* Start DATA IN THIS EXERCISE *

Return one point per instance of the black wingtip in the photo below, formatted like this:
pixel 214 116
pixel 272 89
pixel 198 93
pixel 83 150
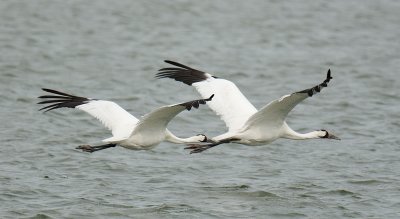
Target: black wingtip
pixel 60 99
pixel 328 74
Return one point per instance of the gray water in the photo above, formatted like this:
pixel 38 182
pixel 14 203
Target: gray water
pixel 112 49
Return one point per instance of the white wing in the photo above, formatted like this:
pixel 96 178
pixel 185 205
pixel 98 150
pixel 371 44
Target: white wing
pixel 229 103
pixel 115 118
pixel 156 121
pixel 275 112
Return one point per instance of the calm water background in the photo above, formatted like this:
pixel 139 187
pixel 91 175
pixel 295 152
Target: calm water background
pixel 112 49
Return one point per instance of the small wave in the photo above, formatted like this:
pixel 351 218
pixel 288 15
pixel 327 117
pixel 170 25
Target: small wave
pixel 260 194
pixel 40 216
pixel 289 215
pixel 366 182
pixel 342 192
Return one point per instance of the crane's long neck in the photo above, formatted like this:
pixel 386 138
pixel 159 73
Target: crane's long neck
pixel 291 134
pixel 174 139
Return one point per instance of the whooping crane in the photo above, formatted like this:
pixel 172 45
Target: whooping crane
pixel 245 124
pixel 128 131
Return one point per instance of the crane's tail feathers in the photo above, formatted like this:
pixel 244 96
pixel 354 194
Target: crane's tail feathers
pixel 319 87
pixel 60 100
pixel 196 103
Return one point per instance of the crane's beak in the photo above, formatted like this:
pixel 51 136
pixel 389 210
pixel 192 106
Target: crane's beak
pixel 330 136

* End DATA IN THIS EXERCISE *

Output the records above as a JSON list of strings with one string per line, dropping blank lines and including every record. Leave the pictures out.

§ **EXERCISE ANSWER**:
[
  "Return one point per instance of the black wingtip in the photo below, formatted like this:",
  "pixel 214 116",
  "pixel 272 89",
  "pixel 198 93",
  "pixel 83 150",
  "Target: black wingtip",
  "pixel 60 99",
  "pixel 328 74",
  "Return one point per instance of the gray water in the photo above, formatted like this:",
  "pixel 38 182",
  "pixel 14 203",
  "Target: gray water",
  "pixel 112 49",
  "Return one point per instance of the white wing in the photo above, formatted like this:",
  "pixel 96 178",
  "pixel 185 205",
  "pixel 98 150",
  "pixel 371 44",
  "Target: white wing",
  "pixel 229 103",
  "pixel 115 118",
  "pixel 156 121",
  "pixel 275 112",
  "Return one point per instance of the calm water background in the photo above, formatted like this:",
  "pixel 139 187",
  "pixel 91 175",
  "pixel 295 152",
  "Target: calm water background",
  "pixel 112 49",
  "Return one point per instance of the small wave in the photo above, formatted like this:",
  "pixel 351 218",
  "pixel 288 15",
  "pixel 327 117",
  "pixel 170 25",
  "Target: small wave",
  "pixel 260 194",
  "pixel 40 216",
  "pixel 289 215",
  "pixel 366 182",
  "pixel 342 192",
  "Return one point per instance of the crane's long neck in the photo above, formatted like this:",
  "pixel 386 138",
  "pixel 159 73",
  "Target: crane's long neck",
  "pixel 291 134",
  "pixel 174 139",
  "Return one point per instance of the whooping crane in the photo above, formatted like this:",
  "pixel 172 45",
  "Target: whooping crane",
  "pixel 245 124",
  "pixel 128 131",
  "Return one point per instance of the crane's tail feathers in the photo above, formatted like this:",
  "pixel 244 96",
  "pixel 354 194",
  "Target: crane's tail feathers",
  "pixel 319 87",
  "pixel 60 100",
  "pixel 196 103",
  "Return one point per instance of the crane's beak in the photo above, formatted like this:",
  "pixel 51 136",
  "pixel 389 210",
  "pixel 192 106",
  "Target: crane's beak",
  "pixel 330 136"
]